Top of INFORMATION SHOWN

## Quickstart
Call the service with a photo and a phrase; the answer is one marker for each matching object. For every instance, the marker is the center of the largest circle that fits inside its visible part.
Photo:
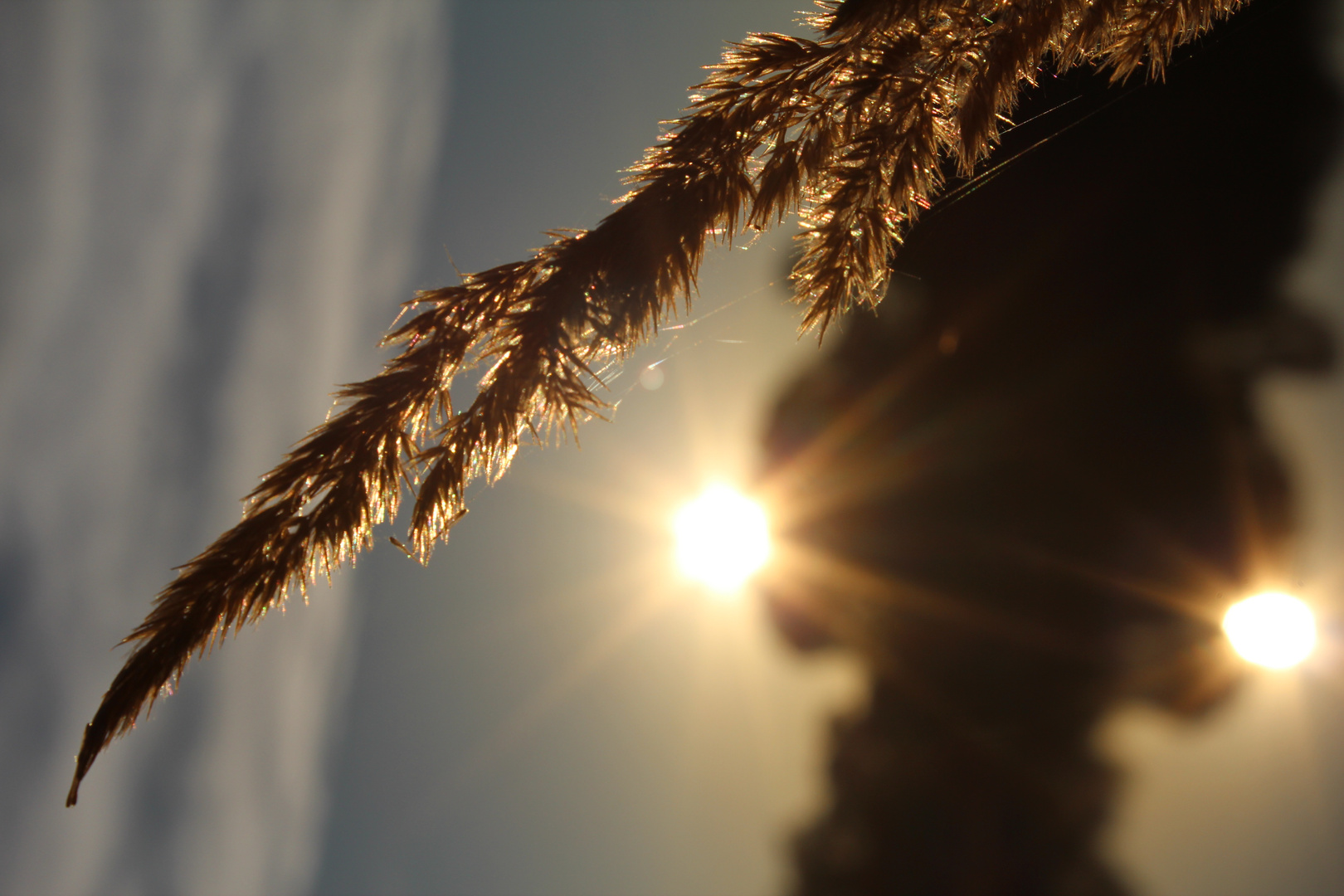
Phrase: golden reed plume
(850, 129)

Bottom of INFORMATION SHOWN

#### TASK BRIEF
Please write out all the data word for word, but keep every picture out.

#### WRITTEN RESPONSE
## Quickstart
Call the service with a photo and a phrase; the answer is one marker for each matching object. For every instance, the marker is the center of the largest circle that fits inside its visible part.
Photo:
Phrase: golden reed plume
(850, 129)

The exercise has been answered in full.